▸ Supplied entries
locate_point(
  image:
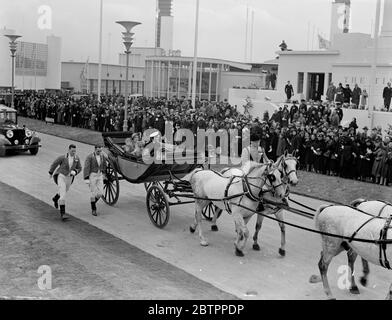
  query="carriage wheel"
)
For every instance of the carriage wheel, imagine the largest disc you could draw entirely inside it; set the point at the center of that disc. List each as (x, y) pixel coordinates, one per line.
(111, 185)
(208, 211)
(157, 206)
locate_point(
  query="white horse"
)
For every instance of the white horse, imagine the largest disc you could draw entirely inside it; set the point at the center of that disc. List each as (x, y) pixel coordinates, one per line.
(348, 222)
(244, 191)
(376, 208)
(287, 166)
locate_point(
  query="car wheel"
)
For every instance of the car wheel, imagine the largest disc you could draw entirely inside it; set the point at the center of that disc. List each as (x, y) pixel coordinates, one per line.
(34, 151)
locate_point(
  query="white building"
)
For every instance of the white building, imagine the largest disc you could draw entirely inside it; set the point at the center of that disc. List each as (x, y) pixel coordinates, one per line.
(37, 65)
(348, 60)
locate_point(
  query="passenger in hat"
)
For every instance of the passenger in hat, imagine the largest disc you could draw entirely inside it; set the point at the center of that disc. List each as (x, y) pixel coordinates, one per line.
(252, 152)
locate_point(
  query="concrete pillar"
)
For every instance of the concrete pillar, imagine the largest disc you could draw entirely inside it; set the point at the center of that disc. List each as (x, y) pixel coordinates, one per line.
(53, 73)
(386, 28)
(5, 58)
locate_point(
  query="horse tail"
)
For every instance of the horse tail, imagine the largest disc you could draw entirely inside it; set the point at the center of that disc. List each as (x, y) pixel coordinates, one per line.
(189, 176)
(357, 202)
(318, 211)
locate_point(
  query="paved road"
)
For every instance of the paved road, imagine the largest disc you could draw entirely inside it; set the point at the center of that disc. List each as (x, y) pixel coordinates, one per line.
(264, 274)
(86, 262)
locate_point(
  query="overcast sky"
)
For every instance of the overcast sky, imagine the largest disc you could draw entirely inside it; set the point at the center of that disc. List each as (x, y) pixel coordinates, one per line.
(221, 26)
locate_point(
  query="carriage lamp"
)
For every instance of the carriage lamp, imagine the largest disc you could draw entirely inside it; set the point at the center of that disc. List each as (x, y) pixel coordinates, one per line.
(9, 134)
(13, 45)
(128, 38)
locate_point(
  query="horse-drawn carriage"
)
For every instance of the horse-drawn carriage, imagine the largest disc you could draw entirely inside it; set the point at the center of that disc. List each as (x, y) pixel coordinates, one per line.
(162, 180)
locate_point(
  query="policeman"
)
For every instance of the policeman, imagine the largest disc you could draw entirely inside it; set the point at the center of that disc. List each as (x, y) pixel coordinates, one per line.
(63, 170)
(93, 172)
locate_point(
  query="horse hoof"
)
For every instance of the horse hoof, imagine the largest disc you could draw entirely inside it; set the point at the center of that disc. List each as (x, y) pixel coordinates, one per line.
(238, 253)
(314, 279)
(354, 290)
(214, 228)
(256, 247)
(204, 243)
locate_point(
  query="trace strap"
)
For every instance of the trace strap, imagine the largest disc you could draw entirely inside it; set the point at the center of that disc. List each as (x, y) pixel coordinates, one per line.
(377, 242)
(383, 246)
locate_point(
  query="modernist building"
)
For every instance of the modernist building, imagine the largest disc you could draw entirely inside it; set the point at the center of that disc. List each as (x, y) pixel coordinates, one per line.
(348, 60)
(83, 77)
(172, 76)
(164, 25)
(37, 65)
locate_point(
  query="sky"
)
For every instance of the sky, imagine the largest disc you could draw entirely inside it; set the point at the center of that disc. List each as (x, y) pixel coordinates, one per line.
(222, 25)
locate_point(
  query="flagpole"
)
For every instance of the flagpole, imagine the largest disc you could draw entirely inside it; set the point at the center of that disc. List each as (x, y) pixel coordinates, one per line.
(246, 34)
(100, 52)
(195, 56)
(251, 35)
(372, 86)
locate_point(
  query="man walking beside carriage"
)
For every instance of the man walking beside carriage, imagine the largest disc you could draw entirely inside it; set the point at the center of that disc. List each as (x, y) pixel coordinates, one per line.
(63, 170)
(93, 173)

▸ The task
Report every line in the rows above that contains the string "road". Case counts.

▸ Answer
  query="paved road"
For every instance of the paved road, imagine the largest disc you could draw entirely inside it; set the point at the center of that disc. List each as (x, y) pixel coordinates, one per line.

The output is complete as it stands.